Written tasks
A: In the loan report, swap "syndication" for "distribution" and write out the passage that begins at the words "Abu Dhabi’s sovereign" and stops after "the syndication process.".
B: According to the loan report, what explains the margins set for the two term loan tranches?
C: Carry on writing the loan report from its final sentence.

:: Reading text ::

Abu Dhabi’s sovereign wealth heavyweight has wrapped up a multi-billion-dollar financing tied to its Australian infrastructure portfolio, and the response from lenders was anything but quiet. The A$3.745 billion (about $2.5 billion) holdco loan attracted strong demand during syndication, pulling in commitments from 28 banks and institutions and pushing the deal comfortably over the line.
The funding package is layered across several facilities. At its core sit two term loans — a five-year tranche worth A$2.2 billion and a seven-year slice totaling A$1.3 billion. Supporting lines include a A$25 million working capital facility, a A$100 million liquidity line, and a A$120 million debt service reserve. These revolving facilities were retained outside the syndication process.
Pricing reflects the longer-dated structure, with margins set at 180 basis points over BBSY for the five-year tranche and 200 basis points for the seven-year portion. Lenders were also offered a top-level participation fee of 12 basis points annually, adding to the deal’s appeal.

:::
:: Data extract ::

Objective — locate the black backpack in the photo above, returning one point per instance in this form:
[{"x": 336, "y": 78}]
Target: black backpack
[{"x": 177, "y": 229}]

:::

Results of the tasks
A:
Abu Dhabi’s sovereign wealth heavyweight has wrapped up a multi-billion-dollar financing tied to its Australian infrastructure portfolio, and the response from lenders was anything but quiet. The A$3.745 billion (about $2.5 billion) holdco loan attracted strong demand during distribution, pulling in commitments from 28 banks and institutions and pushing the deal comfortably over the line.
The funding package is layered across several facilities. At its core sit two term loans — a five-year tranche worth A$2.2 billion and a seven-year slice totaling A$1.3 billion. Supporting lines include a A$25 million working capital facility, a A$100 million liquidity line, and a A$120 million debt service reserve. These revolving facilities were retained outside the distribution process.

B: The margins reflect the longer-dated structure of the financing. So the five-year tranche is priced at 180 basis points over BBSY, and the seven-year portion at 200 basis points.

C:
The borrowing entity, Pearl Batsman D 2025, is backed by minority stakes in a collection of investment-grade infrastructure assets across Australia. These include interests in the WestConnex motorway, Transurban Queensland, NSW Ports, and the Port of Brisbane — assets that provide stable, long-term cash flow support to the financing structure.
The portfolio sits within the sovereign investor’s Australian arm, Tawreed Investments, which participates in several key infrastructure consortia spanning transport networks, ports, and energy transmission. These holdings, largely rated in the BBB category, form the credit backbone of the facility.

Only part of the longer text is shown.